▸ **Extract provided**
━━━━━━━━━━
Dockerizing my R environment for reproducibility

The problem

I love working in R because they make data analysis incredibly convenient. But guarding my analyses against package updates has always been a mixed bag. We’re looking at you, DiffBind.

I’ve known about docker for a while, but I always considered it the nuclear option for reproducibility: effective, but complicated and possibly a time-destroyer.

So I decided to give renv a try. It worked well locally during development, but the problem revealed itself when I tried sharing my analysis with my lab mates to test its “reproducibility status”. It was a complex analysis that loaded many packages and their complex dependency trees. It took forever to get up and running in their computers, and required them to Linux libraries making the whole process more than I’d bargained for.

So I thought: “fine, I’ll try docker”. And I think I figured out the magic formula: docker + renv + R scripts = beautiful reproducibility baby.

Docker + renv

For this to work, you’ll need to install docker and renv:

install.packages("renv")

Of course, this works better with Rstudio, but should work regardless. We’ll make a simple analysis here so that this post itself is reproducible.

First, I’ll create a new directory for my project. In the example, we’ll call it, creatively, “example”.
━━━━━━━━━━
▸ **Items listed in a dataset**
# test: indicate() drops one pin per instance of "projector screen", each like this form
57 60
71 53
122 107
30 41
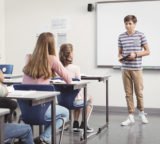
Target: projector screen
110 24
━━━━━━━━━━
▸ **Your goal**
In the post on dockerizing an R environment, why does the author use a simple analysis for the walkthrough? Answer in one to three sentences.

▸ **The solution**
The author keeps the analysis simple so that the post itself is reproducible.